-- Text shown --
Some Canadian news

Here’s quick round-up of a few news tidbits salient to us Canucks.

Former PM Brian Mulroney might be lying about his having represented Karlheinz Schreiber’s business interests in a trip he made to China in October 1993. The scandal is that he took three hundred grand from Schreiber to lobby for a project to have German-made tanks built in Canada; Mulroney says he was paid $225,000 to peddle Schreiber’s tanks internationally. Beyond that, due to a tax loophole, Mulroney was taxed on only half of $225,000 for his back taxes which were voluntarily filed in 2000. That halving-back-taxes process was discontinued only last year. No matter which way you slice it, Mulroney is in for a shitstorm — either he used his influence to peddle wares of a very dubious military nature to the Chinese, or he took money to have tanks built in Canada and mis-declared his taxes, and either way he used a loophole to pay for only half what he should have, a loophole I certainly wasn’t aware of personally until reading about this. I’m of the opinion that everyone should pay taxes equally according to their means if you expect to reap the benefits of public education, roads, doctors, emergency services and military protection. If you’re making about ten years’ worth of the average Canadian’s salary just for making one measly lobbying trip, then you have the means to pay your damn taxes.

Stored entries
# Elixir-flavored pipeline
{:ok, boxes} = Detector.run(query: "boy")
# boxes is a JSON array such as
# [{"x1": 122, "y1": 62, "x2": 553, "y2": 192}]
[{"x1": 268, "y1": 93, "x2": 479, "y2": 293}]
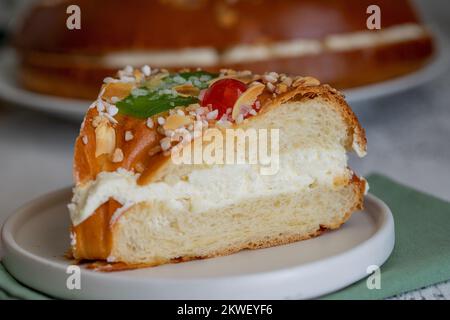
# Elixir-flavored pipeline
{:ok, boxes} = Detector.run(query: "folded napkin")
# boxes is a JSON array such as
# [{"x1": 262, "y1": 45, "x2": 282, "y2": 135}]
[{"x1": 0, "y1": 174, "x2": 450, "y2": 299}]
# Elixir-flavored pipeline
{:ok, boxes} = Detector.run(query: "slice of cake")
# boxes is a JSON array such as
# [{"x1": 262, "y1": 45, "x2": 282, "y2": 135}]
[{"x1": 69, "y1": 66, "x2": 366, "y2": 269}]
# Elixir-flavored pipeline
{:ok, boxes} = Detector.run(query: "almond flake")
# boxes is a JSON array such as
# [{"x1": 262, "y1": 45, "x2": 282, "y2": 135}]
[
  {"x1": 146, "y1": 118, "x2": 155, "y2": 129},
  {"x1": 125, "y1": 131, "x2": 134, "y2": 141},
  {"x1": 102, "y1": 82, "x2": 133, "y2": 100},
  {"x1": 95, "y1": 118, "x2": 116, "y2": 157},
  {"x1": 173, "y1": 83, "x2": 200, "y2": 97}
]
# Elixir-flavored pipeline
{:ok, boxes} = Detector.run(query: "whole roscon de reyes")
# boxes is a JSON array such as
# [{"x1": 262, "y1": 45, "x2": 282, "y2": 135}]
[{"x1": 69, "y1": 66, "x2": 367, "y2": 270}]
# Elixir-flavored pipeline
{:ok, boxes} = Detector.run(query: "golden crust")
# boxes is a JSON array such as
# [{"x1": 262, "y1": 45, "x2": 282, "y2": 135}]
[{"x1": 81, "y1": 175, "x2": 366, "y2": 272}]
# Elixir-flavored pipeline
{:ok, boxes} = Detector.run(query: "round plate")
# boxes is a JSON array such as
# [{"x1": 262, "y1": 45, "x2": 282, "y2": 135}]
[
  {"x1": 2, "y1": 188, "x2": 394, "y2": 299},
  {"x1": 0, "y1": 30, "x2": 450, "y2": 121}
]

--

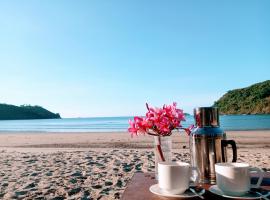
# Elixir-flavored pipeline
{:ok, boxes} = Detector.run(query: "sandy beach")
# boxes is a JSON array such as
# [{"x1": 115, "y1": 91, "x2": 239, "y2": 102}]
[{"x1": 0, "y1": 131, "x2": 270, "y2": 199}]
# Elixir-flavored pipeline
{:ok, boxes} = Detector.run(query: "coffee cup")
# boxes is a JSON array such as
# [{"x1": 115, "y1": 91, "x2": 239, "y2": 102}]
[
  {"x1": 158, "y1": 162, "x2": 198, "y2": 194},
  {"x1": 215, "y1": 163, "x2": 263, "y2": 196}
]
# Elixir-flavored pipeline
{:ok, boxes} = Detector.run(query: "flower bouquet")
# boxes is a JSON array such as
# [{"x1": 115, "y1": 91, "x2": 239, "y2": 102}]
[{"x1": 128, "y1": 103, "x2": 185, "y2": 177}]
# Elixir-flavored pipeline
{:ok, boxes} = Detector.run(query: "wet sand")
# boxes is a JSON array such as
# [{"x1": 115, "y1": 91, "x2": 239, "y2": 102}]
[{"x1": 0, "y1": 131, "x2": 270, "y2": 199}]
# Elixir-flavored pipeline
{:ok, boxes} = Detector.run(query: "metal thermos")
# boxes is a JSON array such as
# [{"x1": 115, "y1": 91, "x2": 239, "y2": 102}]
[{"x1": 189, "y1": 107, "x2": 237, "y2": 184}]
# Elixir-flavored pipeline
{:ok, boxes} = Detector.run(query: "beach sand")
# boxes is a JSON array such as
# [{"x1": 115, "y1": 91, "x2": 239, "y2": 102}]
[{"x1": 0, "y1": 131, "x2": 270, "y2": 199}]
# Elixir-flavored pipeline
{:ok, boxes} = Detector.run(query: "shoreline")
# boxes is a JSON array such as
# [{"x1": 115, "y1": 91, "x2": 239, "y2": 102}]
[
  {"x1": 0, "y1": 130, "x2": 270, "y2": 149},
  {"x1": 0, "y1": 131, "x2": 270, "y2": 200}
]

-- Exercises --
1. In the Canadian news round-up, list the public benefits that the writer says come with paying taxes.
2. Write the next part of the Canadian news round-up, starting right after its last sentence.

-- Set of answers --
1. public education, roads, doctors, emergency services, military protection

2.
In Calgary police are holding an internal inquiry about a fatal shooting wherein a drunk man man with a sawed-off shotgun held a neighbor hostage for several hours over an alleged theft of a whammy bar. Like, for a guitar. Dude’s obviously unstable, and he has an illegally modified weapon that’ll do a fuckload of damage if he even points it moderately close to being in the right direction; far as I’m concerned, winging or tasing this guy isn’t an option. Good on them. Shameful loss of human life, but it’s better than the dead one being a guy who may not have even stolen a guitar part.

A pair of Canadians will be making a rendezvous in space, at the International Space Station, marking the first time in history two Canucks are in space simultaneously. No, I’m afraid Bob and Doug McKenzie will not get to finally “take off”, it’s actually going to be Bob Thirsk and Julie Payette. And they’re going to celebrate with, no joke, a picnic consisting of “smoked salmon pate, salmon jerky, maple butter, maple leaf cookies, bison pemmican, beef jerky and maple syrup.” There is so much awesome in this news bite I don’t even know where to begin. So I won’t.

More good news: the city of Vancouver has gone fully open-source, open standards! This is a huge win for people who consider this movement more than viable and important for individuals’ access to the data produced by government, but being vital to the continued prosperity of the computer industry as a whole. One councillor tried to water the bill down, and voted against a number of parts of the bill, but the bill passed in its entirety. Said Andrea Reimer, city councillor and proposer of the motion, regarding the members of the public in witness of this meeting:

“The only sort of negative [comment] was ‘Can’t you go further? Can’t you do more?'”

She added that some felt open-source software should be favoured, rather than just be put on equal footing with proprietary software.

“But I think the city would want to know how it works first before it jumps into that.”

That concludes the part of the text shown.